Update the data below by replacing every instance of "tight bounding box" with "close-fitting bounding box" and keeping everything else unchanged.

○ ○ ○ ○

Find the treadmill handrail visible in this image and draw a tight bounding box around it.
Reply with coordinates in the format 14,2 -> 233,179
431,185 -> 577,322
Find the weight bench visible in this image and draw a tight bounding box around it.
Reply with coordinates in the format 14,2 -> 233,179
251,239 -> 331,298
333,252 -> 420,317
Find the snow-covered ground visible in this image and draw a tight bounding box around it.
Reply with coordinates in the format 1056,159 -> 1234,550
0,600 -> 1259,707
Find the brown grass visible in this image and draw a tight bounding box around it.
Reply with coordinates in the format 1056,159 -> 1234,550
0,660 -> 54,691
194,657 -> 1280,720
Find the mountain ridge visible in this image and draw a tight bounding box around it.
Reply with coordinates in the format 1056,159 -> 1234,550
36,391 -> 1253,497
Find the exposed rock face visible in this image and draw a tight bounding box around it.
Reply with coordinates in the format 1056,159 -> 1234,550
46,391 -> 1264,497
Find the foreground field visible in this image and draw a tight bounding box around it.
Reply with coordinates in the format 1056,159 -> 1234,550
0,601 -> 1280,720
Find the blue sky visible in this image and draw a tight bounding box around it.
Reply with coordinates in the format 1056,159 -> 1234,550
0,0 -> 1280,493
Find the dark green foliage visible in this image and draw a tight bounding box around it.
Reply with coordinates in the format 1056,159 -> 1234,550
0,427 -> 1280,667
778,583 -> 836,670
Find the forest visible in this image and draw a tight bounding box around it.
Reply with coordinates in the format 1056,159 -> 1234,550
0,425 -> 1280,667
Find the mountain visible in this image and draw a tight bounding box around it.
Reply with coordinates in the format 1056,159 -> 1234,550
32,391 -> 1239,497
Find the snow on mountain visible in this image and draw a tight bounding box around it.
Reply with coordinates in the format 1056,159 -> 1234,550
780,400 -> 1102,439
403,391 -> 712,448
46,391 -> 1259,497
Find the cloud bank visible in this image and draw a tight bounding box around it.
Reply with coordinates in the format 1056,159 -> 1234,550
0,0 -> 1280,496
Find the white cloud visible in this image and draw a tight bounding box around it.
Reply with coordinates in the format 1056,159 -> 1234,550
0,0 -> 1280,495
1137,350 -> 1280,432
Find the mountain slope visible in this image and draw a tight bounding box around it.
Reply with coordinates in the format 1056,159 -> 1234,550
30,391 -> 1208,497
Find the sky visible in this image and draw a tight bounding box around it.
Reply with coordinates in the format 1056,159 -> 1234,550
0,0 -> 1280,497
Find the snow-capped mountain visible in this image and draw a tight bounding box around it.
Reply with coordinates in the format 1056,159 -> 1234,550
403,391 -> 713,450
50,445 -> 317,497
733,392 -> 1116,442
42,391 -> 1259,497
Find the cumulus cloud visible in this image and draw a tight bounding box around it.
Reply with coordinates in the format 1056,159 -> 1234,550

○ ○ ○ ○

ANSWER FOR THE TASK:
Find the treadmill handrail visible in this image and draw a close-fitting bounding box around it.
Reply with coordinates in the format 14,2 -> 233,179
431,185 -> 577,322
Find the weight bench visible in this image and draw a close-fitting bounding box around it.
Reply with coordinates in the format 14,2 -> 233,179
251,239 -> 331,298
333,252 -> 420,317
Find the snow-covered ground visible in this image and draw a close-fitting bounding box around it.
Reply with coordinates in the format 1056,159 -> 1234,550
0,600 -> 1259,707
Find the brown grass visible in this image and draw a close-fitting bounding box around it.
Reply with coordinates in the format 1056,159 -> 1234,550
0,660 -> 54,691
194,657 -> 1280,720
Find the mountain ridge visible in this image and draw a close-fitting bounding box around it.
Reply with coordinates in the format 1056,159 -> 1234,550
36,391 -> 1253,497
Find the exposed rock face visible in this image and draw a close-fitting bounding box around it.
Reply with coordinates in the format 1056,159 -> 1234,550
46,391 -> 1264,497
Find the foreground field visible in this image and draw a close-fitting bounding box around it.
Reply with coordinates in the format 1056,159 -> 1234,550
0,601 -> 1280,720
Find the blue sky visible in this image and draw a close-fitting bounding box around it.
Reply with coordinates in the format 1056,159 -> 1234,550
0,0 -> 1280,493
Find the dark green foliage visible in this image and draw a close-fitting bounding box around it.
Reply with coordinates in the format 1056,159 -> 1234,550
0,427 -> 1280,667
778,583 -> 836,670
Find the forest visible in this image and draw a close-fitting bounding box around it.
Reply with coordinates in the format 1056,159 -> 1234,550
0,425 -> 1280,667
Find the mountain visible in this image and draw a close-fitting bounding box around it.
Reply with coordinates in the format 1056,159 -> 1234,550
32,391 -> 1239,497
Find the snow on mountain visible in this image and draw a close-fitting bounding box around it.
Reply with coordinates in the format 1056,159 -> 1234,550
780,400 -> 1102,439
403,391 -> 712,448
46,391 -> 1259,497
Find the cloud bank visible in this image and draw a close-fitting bounding box around it.
Reply with coordinates in the format 1056,159 -> 1234,550
0,0 -> 1280,496
Find the white cloud visible in this image and draw a close-fitting bounding box around it.
Reply with coordinates in the format 1056,159 -> 1234,550
0,0 -> 1280,495
1137,350 -> 1280,432
Find the mountain slope visible in this image and draw a close-fitting bounding box around it.
Reply with coordinates in the format 1056,159 -> 1234,550
30,391 -> 1208,497
Find the sky visible in this image and draw a close-fitting bounding box around it.
Reply with coordinates in the format 1056,159 -> 1234,550
0,0 -> 1280,497
Find the snow-capped mountain visible in this image and draw a close-fitting bounding box around it.
Reply with coordinates in the format 1056,159 -> 1234,550
403,391 -> 713,450
50,445 -> 317,497
733,392 -> 1116,442
42,391 -> 1259,497
Find the cumulus cloud visible in this image and draw a close-fitting bounding box around it.
Reply with coordinates in the format 1056,159 -> 1234,550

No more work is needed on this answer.